- Dataset excerpts -

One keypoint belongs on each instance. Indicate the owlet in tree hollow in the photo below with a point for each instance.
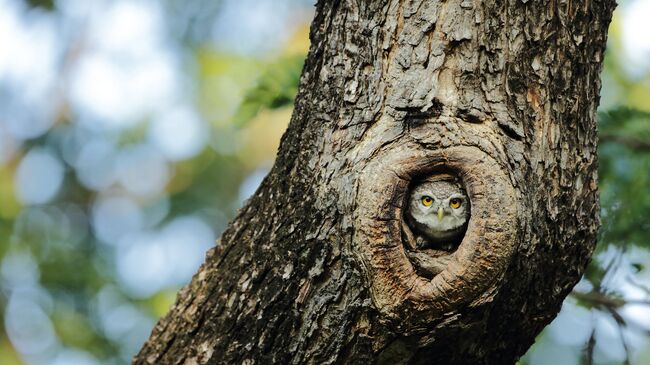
(438, 211)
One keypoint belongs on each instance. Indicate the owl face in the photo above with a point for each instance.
(439, 209)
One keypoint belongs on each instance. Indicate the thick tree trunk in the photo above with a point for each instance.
(317, 267)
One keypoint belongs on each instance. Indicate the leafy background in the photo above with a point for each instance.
(131, 131)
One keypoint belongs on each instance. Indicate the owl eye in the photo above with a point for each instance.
(455, 203)
(427, 201)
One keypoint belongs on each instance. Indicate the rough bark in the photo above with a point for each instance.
(315, 268)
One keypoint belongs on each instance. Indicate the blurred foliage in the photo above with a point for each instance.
(53, 254)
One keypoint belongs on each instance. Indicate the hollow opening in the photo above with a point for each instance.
(436, 212)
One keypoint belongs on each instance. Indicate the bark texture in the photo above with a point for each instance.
(315, 268)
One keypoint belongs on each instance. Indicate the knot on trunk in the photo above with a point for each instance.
(470, 273)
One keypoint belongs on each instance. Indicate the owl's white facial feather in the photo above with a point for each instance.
(426, 217)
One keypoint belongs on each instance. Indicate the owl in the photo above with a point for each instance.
(438, 212)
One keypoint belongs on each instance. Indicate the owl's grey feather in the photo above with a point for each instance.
(445, 231)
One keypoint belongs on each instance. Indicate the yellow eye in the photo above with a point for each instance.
(455, 203)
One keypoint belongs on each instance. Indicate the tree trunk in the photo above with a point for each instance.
(318, 268)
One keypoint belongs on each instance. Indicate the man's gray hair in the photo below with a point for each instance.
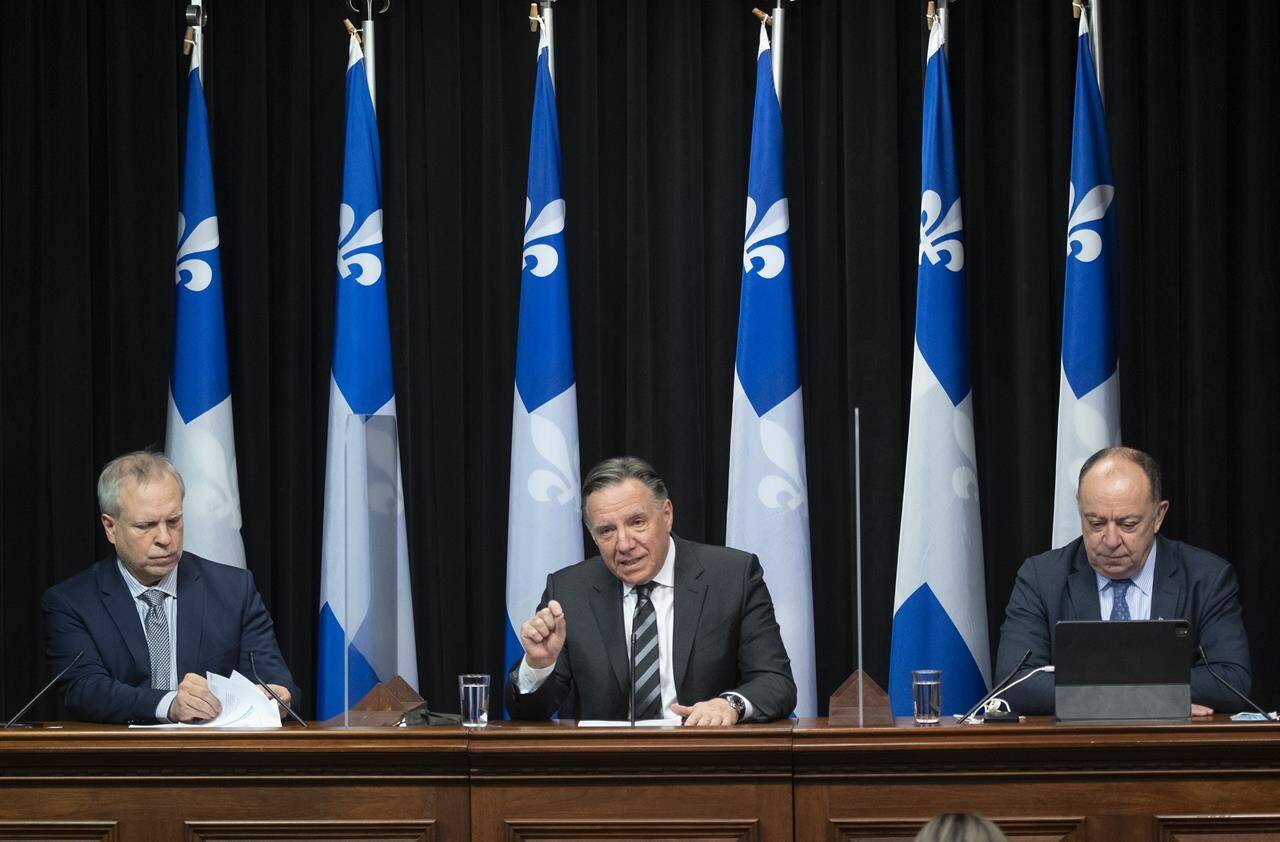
(140, 466)
(616, 471)
(1142, 460)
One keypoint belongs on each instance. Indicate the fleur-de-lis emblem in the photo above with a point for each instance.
(370, 234)
(777, 492)
(557, 485)
(940, 234)
(202, 237)
(1091, 209)
(775, 222)
(551, 220)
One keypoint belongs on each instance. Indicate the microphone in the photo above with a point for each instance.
(42, 691)
(1001, 685)
(261, 683)
(631, 672)
(1228, 685)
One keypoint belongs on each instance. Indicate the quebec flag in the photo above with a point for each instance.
(768, 502)
(940, 612)
(199, 435)
(1088, 405)
(544, 529)
(365, 598)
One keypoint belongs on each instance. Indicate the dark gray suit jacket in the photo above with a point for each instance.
(220, 621)
(725, 637)
(1191, 584)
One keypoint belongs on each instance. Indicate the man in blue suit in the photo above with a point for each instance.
(1120, 568)
(152, 613)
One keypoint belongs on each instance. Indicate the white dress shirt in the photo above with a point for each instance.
(663, 595)
(169, 586)
(1138, 596)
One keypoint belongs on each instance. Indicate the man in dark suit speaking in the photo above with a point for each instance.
(152, 613)
(1120, 568)
(689, 627)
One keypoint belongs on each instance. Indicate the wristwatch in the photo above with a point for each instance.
(736, 701)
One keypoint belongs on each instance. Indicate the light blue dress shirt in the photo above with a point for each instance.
(169, 586)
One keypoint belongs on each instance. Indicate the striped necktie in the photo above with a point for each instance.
(156, 626)
(1119, 604)
(647, 701)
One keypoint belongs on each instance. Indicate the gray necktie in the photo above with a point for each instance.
(644, 657)
(156, 626)
(1119, 604)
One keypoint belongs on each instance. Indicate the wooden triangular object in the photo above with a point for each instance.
(383, 705)
(844, 703)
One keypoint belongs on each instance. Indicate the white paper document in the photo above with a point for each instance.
(624, 723)
(243, 705)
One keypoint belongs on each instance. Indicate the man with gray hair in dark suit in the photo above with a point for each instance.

- Task description -
The answer is the listing above repeated verbatim, minus its images.

- Task output -
One keypoint belongs on each instance. Indicate the owlet in tree hollow in the photo below with a point for each instance.
(438, 211)
One keypoint belongs on each instance. Indicate the owl face in the photo above with a point for each instance.
(439, 209)
One keypoint belongs on each instance. Indicate the thick tree trunk in the photo above with a point for each instance.
(317, 267)
One keypoint belongs on each instance. Indicate the leafy background in the photo above with a point for each instance.
(131, 131)
One keypoint belongs on each instance. Indicate the owl eye in the photo above with a point for each instance.
(455, 203)
(427, 201)
One keypoint belongs on each instance. Indicate the rough bark in the photo above with a point for each instance.
(315, 268)
One keypoint belongs on each instance. Indicate the blurred foliage in the photo above with a point for each instance.
(53, 254)
One keypoint belongs on each instance. Indicate the hollow opening in the photo above with a point for each instance.
(436, 212)
One keypoint belongs on each instance. Indicate the bark texture in the photo above with a point for each instance.
(315, 268)
One keypoint belongs on each instance. Indicate the knot on trunk in the photo above with a point for each instance.
(470, 273)
One keypoint belongs on each instance. Indicate the owl's white facial feather in the photo above with a point for each instance.
(426, 217)
One keypoint belongs on each instance. Indicate the owl in the photo above with a point for each instance.
(438, 212)
One keypoint belongs on each instance. Indicate the owl's grey feather in the photo above with a point for each instance.
(445, 231)
One keypoint belongs on each instance. Indicate the yellow eye in the photo above with a point for each instance.
(455, 203)
One keypoint belongs on each instance. Indicate the tree trunk in the photo above with a point for each instance.
(318, 268)
One keypoint belongs on each instance. Indicate the man's gray hair in the photo below with a point for each instance.
(140, 466)
(616, 471)
(1142, 460)
One keypoint belongs on each instance. Indicate the fleur-de-lis emblem in the photo above with a point for each instance.
(370, 234)
(777, 492)
(557, 485)
(940, 234)
(202, 237)
(1091, 209)
(775, 222)
(551, 220)
One keypoint belongs on each instance. Indicate the microphone in the photo above with a point for each instance.
(42, 691)
(1001, 685)
(261, 683)
(631, 672)
(1228, 685)
One keypoint belongs on each instance. Indicate the quebec flag in the photo above with a point for each instance.
(768, 502)
(940, 612)
(199, 435)
(1088, 405)
(544, 529)
(365, 598)
One keypoint belongs on each instance. Indicate the dark gray suit jacket in the photo above with a point for each instance.
(220, 621)
(725, 637)
(1191, 584)
One keypoint belongs on each instance. Indicate the man in blue suit in the photo above with a point for each instance.
(1120, 568)
(152, 613)
One keypoint belongs on each instance. Indicate the white dress shirt in the photo above with a point for each instance.
(663, 595)
(169, 586)
(1138, 596)
One keypoint belongs on each instance. Indicate the man in dark suit speaking in the photo above with a point for each instance.
(152, 613)
(1120, 568)
(689, 627)
One keypoint belongs on each instance. Indicate the wristwatch in the photo above with a point for each instance.
(736, 701)
One keypoint belongs on each instance. Indicate the light blue dress shirt in the photo above with a point for each instance.
(169, 586)
One keypoint belongs on each instance. Indicate the striped necktie in the photo above with a point for each instance.
(156, 626)
(1119, 604)
(647, 701)
One keypoint belongs on each instance. Indicate the gray necktie in the photo above with a point for each instance.
(644, 657)
(156, 626)
(1119, 604)
One keypoint belongs on each instance. Indicate the wooden triangular object in the photo above with a point for each instance.
(383, 705)
(844, 703)
One keypoint belongs on each instance. Indicate the white paper document in the photo above with a point for each instance.
(624, 723)
(243, 705)
One keypoint belongs on each instance. Indicate the man with gray hair in dark suit in the photo above with a point for each instance.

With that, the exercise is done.